— Problem requirements —
Every record that follows must be duplicated exactly, with images left out.

+-------+

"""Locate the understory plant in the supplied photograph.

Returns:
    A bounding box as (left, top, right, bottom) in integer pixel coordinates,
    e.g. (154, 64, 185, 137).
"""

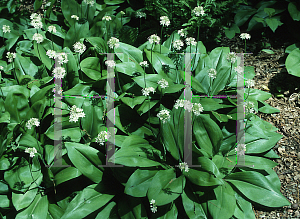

+-------+

— Solution to the problem —
"""Locate the understory plant in the supplied photograph.

Returns:
    A bounding box as (left, top, right, bottom) in integer pixel coordinates,
    e.g. (154, 64, 185, 137).
"""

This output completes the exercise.